* _Texto de lectura_:

>>>

Aproximadamente a partir de 1952 cambia la panorámica: la coyuntura internacional ha evolucionado y a su compás la situación interior del país. El papel y los permisos de edición son más fáciles de conseguir. Las publicaciones que hasta entonces habían salido como folletos alcanzan oficialmente una periodicidad fija. Nacen nuevas editoriales y las existentes se lanzan a producir grandes series. Se produce una verdadera avalancha de títulos y de personajes. Las planchas extranjeras se hacen más asequibles, el mercado comienza a saturarse, no por la cantidad de los títulos, sino por la abundancia de lo mediocre.8

Previamente, y «durante casi diez años, desde el final de la guerra, la Prensa infantil española arrastrará grandes dificultades. A la escasez de papel, tintas, etc., se une una limitación de los permisos de edición. Las revistas comerciales circulan sin una periodicidad fija: TBO y Pulgarcito y otras muchas se editan como folletos sin salida regular», pese a ello, «España posee durante estos años difíciles una escuela propia en la manera de hacer prensa para los menores», escuela que tenderá a desaparecer «al cesar la protección estatal» y al romperse el presunto equilibrio comercial que, según la Comisión, se mantenía hasta entonces entre el modelo de «revista» formativa-informativa y el de «tebeo» recreativo.9

A esa transformación contribuirá, como ya hemos señalado, la introducción de un estricto corpus normativo que en un primer momento se limitará a aspectos temáticos y estéticos, y que mediante posteriores reformas (principalmente el Reglamento sobre la ordenación de las publicaciones infantiles y juveniles de 1955) ahondará en un mayor control, al imponer una serie de requisitos y crear un registro de publicaciones, así como una sucesión de premios y sanciones que vendrán a regular definitivamente este sector editorial, marcando, según la Comisión, el final del proteccionismo del sector por parte de las más altas instancias.


3. Pulgarcito tras la guerra.


4. Ejemplar de Mis chicas de 1943.

<<<

* _Registros proporcionados_:

>>>

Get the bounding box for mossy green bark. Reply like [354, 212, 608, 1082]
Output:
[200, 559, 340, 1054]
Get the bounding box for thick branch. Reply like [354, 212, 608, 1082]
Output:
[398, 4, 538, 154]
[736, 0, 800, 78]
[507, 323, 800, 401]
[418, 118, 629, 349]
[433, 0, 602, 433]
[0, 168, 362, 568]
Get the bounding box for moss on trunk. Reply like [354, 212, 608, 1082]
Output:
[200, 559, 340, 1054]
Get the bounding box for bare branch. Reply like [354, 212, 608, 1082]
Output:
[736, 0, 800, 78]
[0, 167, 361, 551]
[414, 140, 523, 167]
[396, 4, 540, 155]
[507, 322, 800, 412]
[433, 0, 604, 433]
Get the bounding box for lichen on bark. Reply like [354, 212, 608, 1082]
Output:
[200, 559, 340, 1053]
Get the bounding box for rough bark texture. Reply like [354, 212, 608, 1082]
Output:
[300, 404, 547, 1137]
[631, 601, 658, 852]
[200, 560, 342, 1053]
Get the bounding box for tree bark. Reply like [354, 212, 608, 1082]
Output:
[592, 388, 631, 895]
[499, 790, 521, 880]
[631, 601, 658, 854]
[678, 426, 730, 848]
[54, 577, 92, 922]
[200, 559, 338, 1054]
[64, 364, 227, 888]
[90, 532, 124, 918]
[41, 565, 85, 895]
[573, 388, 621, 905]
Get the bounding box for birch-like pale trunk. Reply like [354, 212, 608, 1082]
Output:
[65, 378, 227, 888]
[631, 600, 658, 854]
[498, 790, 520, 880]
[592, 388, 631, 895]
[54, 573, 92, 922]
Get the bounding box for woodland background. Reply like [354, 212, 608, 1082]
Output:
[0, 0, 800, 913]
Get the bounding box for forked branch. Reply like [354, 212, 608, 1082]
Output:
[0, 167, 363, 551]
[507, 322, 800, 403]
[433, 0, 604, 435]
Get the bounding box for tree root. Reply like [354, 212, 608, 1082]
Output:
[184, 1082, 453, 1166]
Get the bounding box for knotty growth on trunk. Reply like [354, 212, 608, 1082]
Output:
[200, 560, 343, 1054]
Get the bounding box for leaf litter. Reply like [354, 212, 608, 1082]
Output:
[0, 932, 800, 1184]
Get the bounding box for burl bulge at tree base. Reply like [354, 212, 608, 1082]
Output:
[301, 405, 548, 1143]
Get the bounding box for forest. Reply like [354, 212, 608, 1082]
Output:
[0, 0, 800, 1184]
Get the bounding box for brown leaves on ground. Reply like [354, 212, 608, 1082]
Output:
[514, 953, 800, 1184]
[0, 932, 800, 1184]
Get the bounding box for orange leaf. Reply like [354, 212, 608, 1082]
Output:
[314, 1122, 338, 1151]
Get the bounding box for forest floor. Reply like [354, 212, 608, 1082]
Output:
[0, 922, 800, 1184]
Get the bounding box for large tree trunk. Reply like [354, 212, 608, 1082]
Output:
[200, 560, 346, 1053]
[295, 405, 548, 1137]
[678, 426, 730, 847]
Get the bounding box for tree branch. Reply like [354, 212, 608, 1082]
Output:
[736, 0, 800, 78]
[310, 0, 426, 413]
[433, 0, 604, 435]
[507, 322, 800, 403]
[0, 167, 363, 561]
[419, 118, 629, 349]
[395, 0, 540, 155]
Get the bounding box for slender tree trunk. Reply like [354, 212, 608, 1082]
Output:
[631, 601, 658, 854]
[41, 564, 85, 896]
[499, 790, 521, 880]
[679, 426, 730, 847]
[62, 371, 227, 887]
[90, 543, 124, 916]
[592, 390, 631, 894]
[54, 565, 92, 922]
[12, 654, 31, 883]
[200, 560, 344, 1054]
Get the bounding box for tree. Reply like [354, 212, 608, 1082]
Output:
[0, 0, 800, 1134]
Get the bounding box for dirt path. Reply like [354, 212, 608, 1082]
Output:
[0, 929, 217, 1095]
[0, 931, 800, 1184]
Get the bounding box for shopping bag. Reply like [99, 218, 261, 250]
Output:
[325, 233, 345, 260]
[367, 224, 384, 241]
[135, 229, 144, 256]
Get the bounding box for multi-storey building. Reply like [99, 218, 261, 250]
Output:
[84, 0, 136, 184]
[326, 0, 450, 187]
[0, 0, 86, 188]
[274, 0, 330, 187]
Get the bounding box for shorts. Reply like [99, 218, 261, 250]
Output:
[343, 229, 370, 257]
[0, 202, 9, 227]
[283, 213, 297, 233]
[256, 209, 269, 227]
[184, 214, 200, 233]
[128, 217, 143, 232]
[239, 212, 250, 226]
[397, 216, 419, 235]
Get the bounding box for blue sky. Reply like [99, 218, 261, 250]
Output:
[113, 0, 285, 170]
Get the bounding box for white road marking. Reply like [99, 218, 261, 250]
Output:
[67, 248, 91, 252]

<<<

* _Objetivos_:
1 – Responda, según el texto sobre la prensa infantil española:
(a) ¿Aproximadamente a partir de qué año cambia la panorámica?
(b) ¿Qué dos revistas comerciales se mencionan como editadas en forma de folletos sin salida regular?
(c) ¿Qué reglamento de 1955 se cita entre las reformas posteriores?
2 – Actualice los registros que comienzan en la línea que contiene "Get the bounding box for forest." y continúan hasta la línea que contiene "[395, 0, 540, 155]", ambas incluidas, sustituyendo "tree branch" por "tree limb" sin alterar nada más. Entregue únicamente esas líneas.

* _Respuestas por tarea_:
1 –
(a) A partir de 1952.
(b) TBO y Pulgarcito.
(c) El Reglamento sobre la ordenación de las publicaciones infantiles y juveniles.

2 –
Get the bounding box for forest. Reply like [354, 212, 608, 1082]
Output:
[0, 0, 800, 1184]
Get the bounding box for brown leaves on ground. Reply like [354, 212, 608, 1082]
Output:
[514, 953, 800, 1184]
[0, 932, 800, 1184]
Get the bounding box for orange leaf. Reply like [354, 212, 608, 1082]
Output:
[314, 1122, 338, 1151]
Get the bounding box for forest floor. Reply like [354, 212, 608, 1082]
Output:
[0, 922, 800, 1184]
Get the bounding box for large tree trunk. Reply like [354, 212, 608, 1082]
Output:
[200, 560, 346, 1053]
[295, 405, 548, 1137]
[678, 426, 730, 847]
Get the bounding box for tree limb. Reply like [354, 212, 608, 1082]
Output:
[736, 0, 800, 78]
[310, 0, 426, 413]
[433, 0, 604, 435]
[507, 322, 800, 403]
[0, 167, 363, 561]
[419, 118, 629, 349]
[395, 0, 540, 155]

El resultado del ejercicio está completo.